● **Written task**
Repeat all of the entries below, line for line, without changing a single word.

[Entries from a point labeling set]
────────────────────

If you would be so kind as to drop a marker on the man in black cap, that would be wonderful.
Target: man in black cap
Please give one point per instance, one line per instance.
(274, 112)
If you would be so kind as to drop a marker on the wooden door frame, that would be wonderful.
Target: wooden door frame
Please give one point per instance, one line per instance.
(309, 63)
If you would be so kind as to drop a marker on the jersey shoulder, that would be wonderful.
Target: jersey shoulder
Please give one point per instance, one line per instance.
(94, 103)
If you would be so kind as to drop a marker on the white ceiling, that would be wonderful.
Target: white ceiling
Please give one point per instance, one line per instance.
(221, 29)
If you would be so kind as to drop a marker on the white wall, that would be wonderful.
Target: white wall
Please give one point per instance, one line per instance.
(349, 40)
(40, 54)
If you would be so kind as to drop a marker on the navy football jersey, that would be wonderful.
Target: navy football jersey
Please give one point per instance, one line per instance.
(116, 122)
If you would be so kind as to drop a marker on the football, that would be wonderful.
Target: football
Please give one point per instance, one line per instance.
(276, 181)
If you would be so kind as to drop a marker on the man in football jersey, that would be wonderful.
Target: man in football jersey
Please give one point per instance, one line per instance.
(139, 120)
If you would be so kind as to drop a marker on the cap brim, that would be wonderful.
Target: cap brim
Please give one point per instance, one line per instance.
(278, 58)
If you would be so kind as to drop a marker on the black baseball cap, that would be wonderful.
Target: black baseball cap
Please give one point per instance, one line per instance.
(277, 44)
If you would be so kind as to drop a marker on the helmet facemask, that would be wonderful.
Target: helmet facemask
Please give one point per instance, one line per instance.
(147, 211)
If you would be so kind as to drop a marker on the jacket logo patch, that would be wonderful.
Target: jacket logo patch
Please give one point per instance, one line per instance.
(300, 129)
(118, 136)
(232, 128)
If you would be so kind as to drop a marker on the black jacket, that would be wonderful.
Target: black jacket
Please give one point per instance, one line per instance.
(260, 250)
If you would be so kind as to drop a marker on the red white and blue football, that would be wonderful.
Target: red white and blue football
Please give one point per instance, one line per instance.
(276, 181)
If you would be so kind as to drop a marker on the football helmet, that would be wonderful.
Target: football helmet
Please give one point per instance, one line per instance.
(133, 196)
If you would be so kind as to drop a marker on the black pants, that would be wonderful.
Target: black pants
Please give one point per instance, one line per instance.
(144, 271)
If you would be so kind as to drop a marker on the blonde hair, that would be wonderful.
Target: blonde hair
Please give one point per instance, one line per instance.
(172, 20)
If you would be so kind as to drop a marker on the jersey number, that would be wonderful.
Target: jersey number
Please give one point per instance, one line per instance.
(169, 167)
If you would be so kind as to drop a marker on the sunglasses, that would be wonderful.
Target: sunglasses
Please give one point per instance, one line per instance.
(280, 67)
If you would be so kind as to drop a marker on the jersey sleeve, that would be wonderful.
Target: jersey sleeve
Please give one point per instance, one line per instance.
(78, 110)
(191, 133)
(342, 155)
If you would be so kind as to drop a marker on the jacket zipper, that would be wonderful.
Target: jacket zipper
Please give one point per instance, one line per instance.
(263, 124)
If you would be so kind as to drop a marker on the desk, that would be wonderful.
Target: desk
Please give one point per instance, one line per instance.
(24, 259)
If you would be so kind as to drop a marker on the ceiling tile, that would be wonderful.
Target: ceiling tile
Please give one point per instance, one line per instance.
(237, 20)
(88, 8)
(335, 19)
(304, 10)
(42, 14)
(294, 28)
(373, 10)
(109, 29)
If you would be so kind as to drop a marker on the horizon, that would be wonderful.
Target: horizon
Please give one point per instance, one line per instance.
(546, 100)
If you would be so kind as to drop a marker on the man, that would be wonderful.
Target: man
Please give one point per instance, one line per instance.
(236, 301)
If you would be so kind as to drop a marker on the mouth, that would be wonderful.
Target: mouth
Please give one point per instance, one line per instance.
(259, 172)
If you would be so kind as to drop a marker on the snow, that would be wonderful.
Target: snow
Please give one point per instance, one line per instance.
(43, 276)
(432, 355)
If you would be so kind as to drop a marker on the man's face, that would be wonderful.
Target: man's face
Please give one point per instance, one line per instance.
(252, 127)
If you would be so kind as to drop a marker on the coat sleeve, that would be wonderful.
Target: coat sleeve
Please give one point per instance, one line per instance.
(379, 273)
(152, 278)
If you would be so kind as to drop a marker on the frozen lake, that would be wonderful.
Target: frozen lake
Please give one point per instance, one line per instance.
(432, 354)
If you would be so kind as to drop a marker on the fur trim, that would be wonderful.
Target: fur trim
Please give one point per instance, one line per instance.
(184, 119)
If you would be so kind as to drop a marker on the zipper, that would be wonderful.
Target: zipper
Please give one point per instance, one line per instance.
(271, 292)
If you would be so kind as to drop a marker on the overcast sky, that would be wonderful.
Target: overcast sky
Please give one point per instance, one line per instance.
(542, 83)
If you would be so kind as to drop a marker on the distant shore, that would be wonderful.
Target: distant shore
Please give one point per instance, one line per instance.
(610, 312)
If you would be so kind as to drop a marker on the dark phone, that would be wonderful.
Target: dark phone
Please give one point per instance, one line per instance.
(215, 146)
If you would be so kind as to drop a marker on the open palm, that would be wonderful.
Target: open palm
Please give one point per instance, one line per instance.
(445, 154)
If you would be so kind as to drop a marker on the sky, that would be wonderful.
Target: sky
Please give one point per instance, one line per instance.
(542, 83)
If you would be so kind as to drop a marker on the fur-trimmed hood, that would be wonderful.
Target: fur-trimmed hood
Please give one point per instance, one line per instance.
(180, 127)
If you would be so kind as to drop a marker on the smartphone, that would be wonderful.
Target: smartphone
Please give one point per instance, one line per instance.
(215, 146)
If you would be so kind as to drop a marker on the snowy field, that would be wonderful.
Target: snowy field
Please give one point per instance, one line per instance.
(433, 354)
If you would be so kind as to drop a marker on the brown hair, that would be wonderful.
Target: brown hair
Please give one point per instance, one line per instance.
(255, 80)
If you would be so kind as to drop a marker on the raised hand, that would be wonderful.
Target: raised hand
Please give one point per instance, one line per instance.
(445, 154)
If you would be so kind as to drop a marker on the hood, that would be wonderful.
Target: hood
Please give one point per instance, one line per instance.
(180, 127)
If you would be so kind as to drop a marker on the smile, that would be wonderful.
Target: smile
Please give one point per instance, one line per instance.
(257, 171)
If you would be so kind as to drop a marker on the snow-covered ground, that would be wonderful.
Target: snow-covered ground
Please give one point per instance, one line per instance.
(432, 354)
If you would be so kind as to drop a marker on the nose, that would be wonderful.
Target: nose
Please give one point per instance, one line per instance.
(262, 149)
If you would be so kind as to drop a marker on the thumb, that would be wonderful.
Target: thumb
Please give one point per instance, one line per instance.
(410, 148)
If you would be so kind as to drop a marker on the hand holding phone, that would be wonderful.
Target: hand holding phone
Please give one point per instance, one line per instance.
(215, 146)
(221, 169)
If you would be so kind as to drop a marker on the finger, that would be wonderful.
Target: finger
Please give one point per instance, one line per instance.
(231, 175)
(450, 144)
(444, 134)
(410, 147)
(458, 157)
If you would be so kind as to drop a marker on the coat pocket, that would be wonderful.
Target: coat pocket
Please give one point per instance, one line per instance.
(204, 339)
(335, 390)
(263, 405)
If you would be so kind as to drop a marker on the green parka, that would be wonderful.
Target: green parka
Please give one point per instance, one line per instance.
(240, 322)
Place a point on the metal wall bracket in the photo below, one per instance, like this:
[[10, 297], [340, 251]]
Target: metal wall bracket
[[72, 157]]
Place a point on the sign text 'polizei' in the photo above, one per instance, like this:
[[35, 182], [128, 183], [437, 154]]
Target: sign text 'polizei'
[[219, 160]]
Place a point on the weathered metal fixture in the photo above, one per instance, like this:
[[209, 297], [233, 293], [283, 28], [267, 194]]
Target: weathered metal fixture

────────────────────

● **Task answer**
If you would be so kind as to drop a marker on the man in black cap, that would be wonderful.
Target: man in black cap
Please give one point per instance, one line per instance.
(274, 112)
If you would be so kind as to drop a marker on the wooden door frame, that would be wonderful.
Target: wooden door frame
Please give one point per instance, one line per instance.
(309, 63)
If you would be so kind as to drop a marker on the jersey shoulder, that would be wonderful.
Target: jersey shoulder
Please give one point per instance, one line per instance.
(94, 103)
If you would be so kind as to drop a marker on the white ceiling, that would be wonderful.
Target: white ceiling
Please give one point per instance, one line per instance.
(221, 29)
If you would be so kind as to drop a marker on the white wall, that would be wonderful.
Target: white wall
Please give one point per instance, one line per instance.
(349, 40)
(40, 54)
If you would be so kind as to drop a marker on the navy football jersey, that would be wonderful.
Target: navy football jersey
Please give one point per instance, one line per instance.
(116, 122)
If you would be so kind as to drop a marker on the football, that would be wonderful.
Target: football
Please give one point per instance, one line per instance.
(276, 181)
If you would be so kind as to drop a marker on the man in football jersey, that would be wonderful.
Target: man in football jersey
Please give one point per instance, one line per instance.
(139, 120)
If you would be so kind as to drop a marker on the cap brim, that would be wonderful.
Target: cap brim
Please give one point per instance, one line per instance.
(278, 58)
If you would be so kind as to drop a marker on the black baseball cap, that would be wonderful.
Target: black baseball cap
Please give one point per instance, one line per instance.
(277, 44)
If you would be so kind as to drop a marker on the helmet facemask, that would be wonderful.
Target: helmet facemask
Please give one point per instance, one line per instance.
(147, 211)
If you would be so kind as to drop a marker on the jacket logo patch, that would be wonderful.
Target: jacket logo patch
Please give one point per instance, one line per instance.
(300, 129)
(118, 136)
(232, 128)
If you would be so kind as to drop a marker on the black jacket, that would be wonderful.
Target: black jacket
Please give one point per instance, one line per instance.
(260, 250)
If you would be so kind as to drop a marker on the red white and blue football, that would be wonderful.
Target: red white and blue football
Please give one point per instance, one line per instance.
(276, 181)
If you would be so kind as to drop a marker on the football helmet, that would be wonderful.
Target: football helmet
Please give one point per instance, one line per instance.
(133, 196)
If you would be so kind as to drop a marker on the black pants, that would be wonderful.
Target: black pants
Please give one point per instance, one line per instance.
(144, 271)
If you would be so kind as to drop a marker on the blonde hair, that would be wonderful.
Target: blonde hair
Please give one point per instance, one line per instance.
(172, 20)
If you would be so kind as to drop a marker on the jersey number, that would be wonderful.
Target: jersey number
Please give one point per instance, one line per instance.
(169, 167)
If you would be so kind as to drop a marker on the sunglasses, that would be wonderful.
Target: sunglasses
Please give one point per instance, one line per instance.
(280, 67)
If you would be so kind as to drop a marker on the jersey sleeve, that would be wonderful.
Target: jersey sleeve
Please give one point per instance, one line per instance.
(78, 110)
(191, 133)
(342, 155)
If you would be so kind as to drop a marker on the jacket zipper, that would be wonderful.
Target: jacket zipper
Please give one point per instance, one line per instance.
(263, 124)
If you would be so kind as to drop a marker on the desk, that would be wonderful.
Target: desk
Please give one point per instance, one line per instance.
(24, 259)
If you would be so kind as to drop a marker on the ceiling tile, that would be wonderful.
Target: ceiling tile
Please give one point per instance, one line per instance.
(237, 20)
(88, 8)
(335, 19)
(304, 10)
(42, 14)
(294, 28)
(373, 10)
(109, 29)
If you would be so kind as to drop a marker on the horizon, that would be wonderful.
Target: horizon
Please give one point per instance, one line per instance.
(546, 100)
If you would be so kind as to drop a marker on the man, that would be wonderful.
Target: man
Please give one point per instance, one line per instance.
(236, 301)
If you would be so kind as to drop a marker on the mouth, that would be wonderful.
Target: mouth
Please give one point per instance, one line per instance.
(259, 172)
If you would be so kind as to drop a marker on the snow, that would be wonderful.
Target: snow
Please give one point per instance, one line per instance.
(43, 276)
(432, 355)
If you would be so kind as to drop a marker on the man's face, that would be wonderful.
Target: man's face
Please give one point per instance, one line per instance.
(252, 127)
If you would be so kind as to drop a marker on the coat sleeve, that would be wonderful.
Target: coat sleeve
Please give one point per instance, one line per instance.
(379, 273)
(152, 278)
If you would be so kind as to drop a marker on the frozen lake, that would be wonderful.
Target: frozen lake
Please give one point per instance, one line per instance.
(432, 354)
If you would be so kind as to drop a marker on the fur trim, that would be wonderful.
Target: fur trim
Please give one point per instance, one line per instance.
(184, 119)
If you would be so kind as to drop a marker on the zipper, that would be wonderful.
Target: zipper
Please give one point per instance, one line per instance.
(271, 292)
If you would be so kind as to drop a marker on the overcast sky, that would be wonderful.
Target: overcast sky
Please give one point per instance, one line per instance.
(542, 83)
If you would be so kind as to drop a marker on the distant shore, that would be wonderful.
Target: distant shore
Please give one point per instance, one line per instance.
(610, 312)
If you would be so kind as to drop a marker on the dark phone, that would be wonderful.
Target: dark phone
Please give one point per instance, one line per instance.
(215, 146)
If you would be so kind as to drop a marker on the open palm, that would be wonderful.
Target: open palm
Please give one point per instance, one line per instance.
(445, 154)
If you would be so kind as to drop a marker on the sky, that would be wonderful.
Target: sky
Please give one point per instance, one line per instance.
(542, 83)
If you would be so kind as to drop a marker on the fur-trimmed hood, that would be wonderful.
Target: fur-trimmed hood
Please give one point per instance, one line per instance.
(180, 127)
If you would be so kind as to drop a marker on the smartphone, that would be wonderful.
Target: smartphone
Please give one point per instance, one line per instance.
(215, 146)
If you would be so kind as to drop a marker on the snowy field, that would be wonderful.
Target: snowy field
Please give one point per instance, one line per instance.
(433, 354)
If you would be so kind as to drop a marker on the brown hair, that would be wonderful.
Target: brown hair
Please give one point per instance, one line per instance.
(255, 80)
If you would be so kind as to drop a marker on the raised hand, that would be wonderful.
Target: raised hand
Please give one point per instance, one line per instance.
(445, 154)
If you would be so kind as to drop a marker on the hood, that would be wonderful.
Target: hood
Please give one point per instance, one line per instance.
(180, 127)
If you would be so kind as to drop a marker on the smile, that would be wonderful.
Target: smile
Please give one point per instance, one line per instance.
(257, 171)
If you would be so kind as to drop a marker on the snow-covered ground, that would be wonderful.
Target: snow-covered ground
Please give one point per instance, one line per instance.
(432, 354)
If you would be so kind as to drop a marker on the nose, that would be wonderful.
Target: nose
Please give one point per instance, one line per instance.
(262, 149)
If you would be so kind as to drop a marker on the thumb, that would be wonderful.
Target: thumb
Please give one point per instance, one line per instance.
(410, 148)
If you would be so kind as to drop a marker on the hand holding phone, that would be wonderful.
Target: hand holding phone
Please give one point per instance, one line per instance.
(215, 146)
(221, 169)
If you would be so kind as to drop a marker on the finger, that would be wonderful.
Target: finger
Please give one point per instance, one line per instance.
(231, 175)
(450, 144)
(444, 134)
(410, 147)
(458, 157)
If you would be so kind as to drop a marker on the coat pocket, that would be wonderful.
Target: coat pocket
Please give one point per instance, one line per instance.
(204, 339)
(335, 390)
(263, 405)
If you would be so kind as to drop a marker on the green parka, that would be wonderful.
Target: green parka
Please give one point per instance, one line per instance.
(240, 322)
Place a point on the metal wall bracket in the photo below, one per instance, like this:
[[10, 297], [340, 251]]
Target: metal wall bracket
[[72, 157]]
Place a point on the sign text 'polizei' in the photo above, one per instance, like this:
[[35, 182], [128, 183], [437, 154]]
Target: sign text 'polizei'
[[219, 160]]
Place a point on the weathered metal fixture in the photo above, one per instance, like this:
[[209, 297], [233, 293], [283, 28], [267, 194]]
Target: weathered metal fixture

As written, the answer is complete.